[Stored records]
☆ ☆ ☆ ☆
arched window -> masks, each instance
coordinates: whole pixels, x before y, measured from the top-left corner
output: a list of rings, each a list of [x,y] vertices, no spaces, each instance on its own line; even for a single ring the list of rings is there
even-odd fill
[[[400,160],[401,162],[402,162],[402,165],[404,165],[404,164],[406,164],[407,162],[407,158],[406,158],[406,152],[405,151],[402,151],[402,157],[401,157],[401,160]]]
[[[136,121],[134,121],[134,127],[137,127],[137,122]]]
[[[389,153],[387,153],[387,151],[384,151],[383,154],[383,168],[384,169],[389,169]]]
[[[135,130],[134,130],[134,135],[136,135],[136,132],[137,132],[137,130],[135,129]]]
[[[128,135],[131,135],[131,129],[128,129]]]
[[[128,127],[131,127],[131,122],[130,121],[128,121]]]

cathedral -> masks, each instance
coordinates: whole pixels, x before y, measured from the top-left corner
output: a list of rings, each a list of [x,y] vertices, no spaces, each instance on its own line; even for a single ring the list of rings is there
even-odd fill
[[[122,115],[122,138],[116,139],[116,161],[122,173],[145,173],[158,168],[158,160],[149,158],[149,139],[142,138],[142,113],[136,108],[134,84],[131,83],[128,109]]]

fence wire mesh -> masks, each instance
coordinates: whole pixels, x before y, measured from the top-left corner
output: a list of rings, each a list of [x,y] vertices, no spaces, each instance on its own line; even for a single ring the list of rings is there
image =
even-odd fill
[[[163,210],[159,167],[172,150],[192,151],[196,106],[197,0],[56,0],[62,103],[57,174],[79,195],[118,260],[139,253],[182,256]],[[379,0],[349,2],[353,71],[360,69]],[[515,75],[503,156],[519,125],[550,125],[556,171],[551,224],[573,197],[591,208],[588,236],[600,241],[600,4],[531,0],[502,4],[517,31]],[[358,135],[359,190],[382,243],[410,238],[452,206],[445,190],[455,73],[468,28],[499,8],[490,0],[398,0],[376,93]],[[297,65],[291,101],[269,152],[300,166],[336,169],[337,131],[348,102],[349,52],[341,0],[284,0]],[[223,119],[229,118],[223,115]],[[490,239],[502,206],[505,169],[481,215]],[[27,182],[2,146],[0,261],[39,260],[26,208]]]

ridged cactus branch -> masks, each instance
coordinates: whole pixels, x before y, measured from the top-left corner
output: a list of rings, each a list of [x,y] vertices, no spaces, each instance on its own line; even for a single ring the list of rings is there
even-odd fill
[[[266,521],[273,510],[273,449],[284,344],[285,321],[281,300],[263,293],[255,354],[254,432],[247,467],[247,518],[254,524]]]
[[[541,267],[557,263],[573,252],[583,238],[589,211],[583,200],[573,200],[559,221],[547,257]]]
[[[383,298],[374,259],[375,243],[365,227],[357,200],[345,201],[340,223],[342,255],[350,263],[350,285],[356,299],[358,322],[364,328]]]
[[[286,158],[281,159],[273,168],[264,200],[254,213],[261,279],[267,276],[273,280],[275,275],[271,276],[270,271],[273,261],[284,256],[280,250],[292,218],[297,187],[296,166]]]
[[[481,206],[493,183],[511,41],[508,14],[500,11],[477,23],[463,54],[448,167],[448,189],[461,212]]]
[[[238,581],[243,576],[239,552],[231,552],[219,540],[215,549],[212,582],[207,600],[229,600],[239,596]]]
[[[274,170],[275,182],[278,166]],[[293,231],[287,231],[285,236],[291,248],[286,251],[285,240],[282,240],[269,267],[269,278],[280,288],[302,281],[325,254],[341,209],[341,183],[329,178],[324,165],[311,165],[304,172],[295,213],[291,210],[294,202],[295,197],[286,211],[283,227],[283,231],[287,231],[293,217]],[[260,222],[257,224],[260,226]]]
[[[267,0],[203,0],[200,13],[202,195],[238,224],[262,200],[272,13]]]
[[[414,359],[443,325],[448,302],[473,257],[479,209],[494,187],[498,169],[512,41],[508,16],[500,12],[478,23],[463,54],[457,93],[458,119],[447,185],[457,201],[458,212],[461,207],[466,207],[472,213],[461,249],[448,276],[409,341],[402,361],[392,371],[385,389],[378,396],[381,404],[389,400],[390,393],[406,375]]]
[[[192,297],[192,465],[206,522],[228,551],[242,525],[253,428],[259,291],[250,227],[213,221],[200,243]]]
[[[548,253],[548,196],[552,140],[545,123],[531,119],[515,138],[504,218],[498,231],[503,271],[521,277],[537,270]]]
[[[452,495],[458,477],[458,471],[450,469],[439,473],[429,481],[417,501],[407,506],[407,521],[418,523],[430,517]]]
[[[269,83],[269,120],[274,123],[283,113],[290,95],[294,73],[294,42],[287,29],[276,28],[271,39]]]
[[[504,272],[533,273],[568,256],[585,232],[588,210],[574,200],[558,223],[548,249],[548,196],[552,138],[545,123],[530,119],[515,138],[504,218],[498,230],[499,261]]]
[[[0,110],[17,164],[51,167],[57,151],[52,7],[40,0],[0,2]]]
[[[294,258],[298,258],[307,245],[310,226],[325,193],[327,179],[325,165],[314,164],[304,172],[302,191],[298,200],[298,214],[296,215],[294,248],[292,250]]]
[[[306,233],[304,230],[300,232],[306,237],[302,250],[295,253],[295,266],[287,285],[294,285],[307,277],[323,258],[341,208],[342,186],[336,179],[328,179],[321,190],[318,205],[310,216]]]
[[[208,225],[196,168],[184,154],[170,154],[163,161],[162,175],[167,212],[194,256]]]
☆ ☆ ☆ ☆
▶ TASK PROMPT
Your task is to copy all of the entries exactly.

▶ SOLUTION TO THIS PROBLEM
arched window -> masks, each instance
coordinates: whole pixels, x before y, measured from the top-left corner
output: a list of rings, each a list of [x,y] vertices, no spaces, each instance on its own line; even for a single ring the list of rings is there
even-odd fill
[[[400,160],[401,162],[402,162],[402,165],[404,165],[404,164],[406,164],[407,162],[407,158],[406,158],[406,152],[405,151],[402,151],[402,157],[401,157],[401,160]]]
[[[136,121],[134,121],[134,127],[137,127],[137,122]]]
[[[389,153],[387,153],[387,151],[384,151],[383,154],[383,168],[384,169],[389,169]]]
[[[135,130],[134,130],[134,135],[136,135],[136,132],[137,132],[137,130],[135,129]]]
[[[128,135],[131,135],[131,129],[128,129]]]
[[[128,127],[131,127],[131,122],[130,121],[128,121]]]

cathedral -> masks, each instance
coordinates: whole pixels, x before y, measured from the top-left corner
output: a list of rings, each a list of [x,y] vertices, no spaces, each instance on its own line; even for a single ring the list of rings is there
even-odd fill
[[[122,115],[122,138],[116,139],[116,161],[122,173],[145,173],[158,168],[158,160],[149,158],[149,139],[142,138],[142,113],[136,108],[134,84],[131,83],[128,109]]]

fence wire mesh -> masks, each instance
coordinates: whole pixels, x before y, measured from the top-left corner
output: a list of rings, each a list of [x,y] vertices, no spaces, each instance on its own line; even for a single ring the list of rings is there
image =
even-odd fill
[[[163,210],[159,167],[172,150],[192,151],[196,106],[197,0],[56,0],[62,103],[57,174],[79,195],[118,260],[139,253],[182,256]],[[379,0],[349,2],[353,71],[360,69]],[[515,75],[503,156],[519,125],[550,125],[556,171],[551,224],[573,197],[591,208],[588,236],[600,241],[600,4],[531,0],[502,4],[517,31]],[[358,135],[359,190],[382,243],[410,238],[452,206],[445,190],[455,73],[468,28],[499,8],[490,0],[398,0],[376,93]],[[297,65],[291,101],[269,152],[300,166],[336,169],[337,131],[348,102],[349,52],[341,0],[284,0]],[[223,119],[229,118],[223,115]],[[490,239],[502,206],[505,169],[481,215]],[[27,182],[2,146],[0,261],[39,260],[26,208]]]

ridged cactus branch -> masks, each instance
coordinates: whole pixels, x before y, measured from the top-left corner
output: a list of rings, each a list of [x,y] vertices, no spaces, each instance on its own line; even for a single ring the list of rings is there
even-odd fill
[[[266,521],[273,510],[273,449],[284,344],[285,321],[281,300],[263,293],[255,354],[254,432],[247,467],[247,518],[254,524]]]
[[[541,267],[557,263],[573,252],[583,238],[589,211],[583,200],[573,200],[559,221],[547,257]]]
[[[383,298],[374,259],[375,243],[365,227],[357,200],[345,201],[340,223],[342,255],[350,263],[350,285],[356,299],[358,322],[364,328]]]
[[[286,158],[281,159],[273,168],[264,200],[254,213],[261,279],[267,276],[273,280],[275,275],[271,276],[270,271],[273,261],[284,256],[280,250],[292,218],[297,187],[296,166]]]
[[[481,206],[493,183],[511,41],[508,14],[500,11],[477,23],[463,54],[448,167],[448,189],[461,212]]]
[[[238,581],[243,576],[239,552],[231,552],[219,540],[215,549],[212,582],[207,600],[229,600],[239,596]]]
[[[274,170],[275,182],[278,166]],[[293,231],[287,231],[285,236],[291,248],[286,251],[285,240],[282,240],[269,267],[269,278],[280,288],[302,281],[325,254],[341,209],[341,183],[329,178],[324,165],[311,165],[304,172],[295,213],[291,210],[294,202],[295,197],[286,211],[283,227],[283,231],[287,231],[293,217]],[[260,222],[257,224],[260,226]]]
[[[267,0],[203,0],[200,13],[202,195],[238,224],[262,200],[272,13]]]
[[[414,359],[443,325],[448,302],[473,257],[479,209],[494,187],[498,169],[512,41],[508,16],[500,12],[478,23],[463,54],[457,93],[458,119],[447,185],[457,201],[458,212],[461,207],[466,207],[472,213],[461,249],[448,276],[409,341],[402,361],[392,371],[385,389],[378,396],[381,404],[389,400],[390,393],[406,375]]]
[[[192,297],[192,465],[206,522],[228,551],[242,525],[253,428],[259,291],[250,227],[213,221],[200,243]]]
[[[548,253],[548,196],[552,140],[545,123],[531,119],[515,138],[504,218],[498,231],[503,271],[521,277],[537,270]]]
[[[452,495],[458,477],[458,471],[450,469],[439,473],[429,481],[417,501],[407,506],[407,521],[418,523],[430,517]]]
[[[269,83],[269,120],[274,123],[283,113],[290,95],[294,73],[294,42],[287,29],[276,28],[271,39]]]
[[[504,272],[533,273],[568,256],[585,232],[588,210],[574,200],[558,223],[548,249],[548,196],[552,138],[545,123],[530,119],[515,138],[504,218],[498,230],[499,261]]]
[[[0,110],[17,164],[51,167],[57,151],[52,7],[40,0],[0,2]]]
[[[294,258],[298,258],[307,245],[310,226],[325,193],[327,179],[325,165],[314,164],[304,172],[302,191],[298,200],[298,214],[296,215],[294,248],[292,250]]]
[[[306,233],[304,230],[300,232],[306,237],[302,250],[295,253],[295,266],[287,285],[294,285],[307,277],[323,258],[341,208],[342,186],[336,179],[328,179],[321,190],[318,205],[310,216]]]
[[[208,225],[196,168],[184,154],[170,154],[163,161],[162,175],[167,212],[194,256]]]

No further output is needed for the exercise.